The problem:
Only the lines from the line holding "Every instance gets a single point. Point out the tile" through the final line of the entries below are to be returned, exactly as they stand.

◆ ◆ ◆

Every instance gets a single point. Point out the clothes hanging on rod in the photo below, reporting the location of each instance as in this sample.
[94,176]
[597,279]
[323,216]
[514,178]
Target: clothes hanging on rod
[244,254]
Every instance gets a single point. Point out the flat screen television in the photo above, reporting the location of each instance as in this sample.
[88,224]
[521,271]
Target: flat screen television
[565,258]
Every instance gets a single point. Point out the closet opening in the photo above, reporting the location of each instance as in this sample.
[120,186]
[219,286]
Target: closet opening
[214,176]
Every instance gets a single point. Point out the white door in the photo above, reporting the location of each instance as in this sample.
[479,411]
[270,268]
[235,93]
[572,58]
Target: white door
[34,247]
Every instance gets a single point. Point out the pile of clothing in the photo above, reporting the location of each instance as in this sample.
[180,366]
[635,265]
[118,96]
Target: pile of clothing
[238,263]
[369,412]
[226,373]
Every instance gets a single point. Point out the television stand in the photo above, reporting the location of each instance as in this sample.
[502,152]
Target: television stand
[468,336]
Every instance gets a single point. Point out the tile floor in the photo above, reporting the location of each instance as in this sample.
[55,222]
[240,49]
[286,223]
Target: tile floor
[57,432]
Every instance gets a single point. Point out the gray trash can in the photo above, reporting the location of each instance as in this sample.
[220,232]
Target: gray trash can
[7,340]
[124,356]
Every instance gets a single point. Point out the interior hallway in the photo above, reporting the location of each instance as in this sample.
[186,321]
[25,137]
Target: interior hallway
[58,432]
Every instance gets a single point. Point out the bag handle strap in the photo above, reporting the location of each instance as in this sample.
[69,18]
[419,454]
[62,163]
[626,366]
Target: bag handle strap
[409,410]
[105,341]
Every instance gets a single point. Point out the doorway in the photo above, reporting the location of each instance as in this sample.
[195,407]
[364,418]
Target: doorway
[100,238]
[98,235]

◆ ◆ ◆

The solution:
Every instance gets a single point. Point out the tile floor in the photo above, reporting the location of each instance as in this sample.
[55,222]
[240,49]
[286,223]
Target: tile floor
[57,432]
Every instance gets a single point. Point out the gray trash can in the photo above, reporting the location of each instance as in this sample.
[220,232]
Target: gray trash can
[7,340]
[124,356]
Every instance gets a single point. Point out the interior hallway in the photo above, reporting the location of each instance as in this sample.
[186,321]
[25,137]
Target: interior hallway
[58,432]
Every instance gets a single point. Point out the bag handle strap in the photo above, reporting the location of each instance as in this sample.
[69,18]
[419,454]
[62,163]
[626,366]
Target: bag handle strap
[409,410]
[105,341]
Every instance gets a single point. Point out the doorway in the photo above, reporting the location of each instance as in this sample.
[195,407]
[364,418]
Target: doorway
[100,238]
[98,235]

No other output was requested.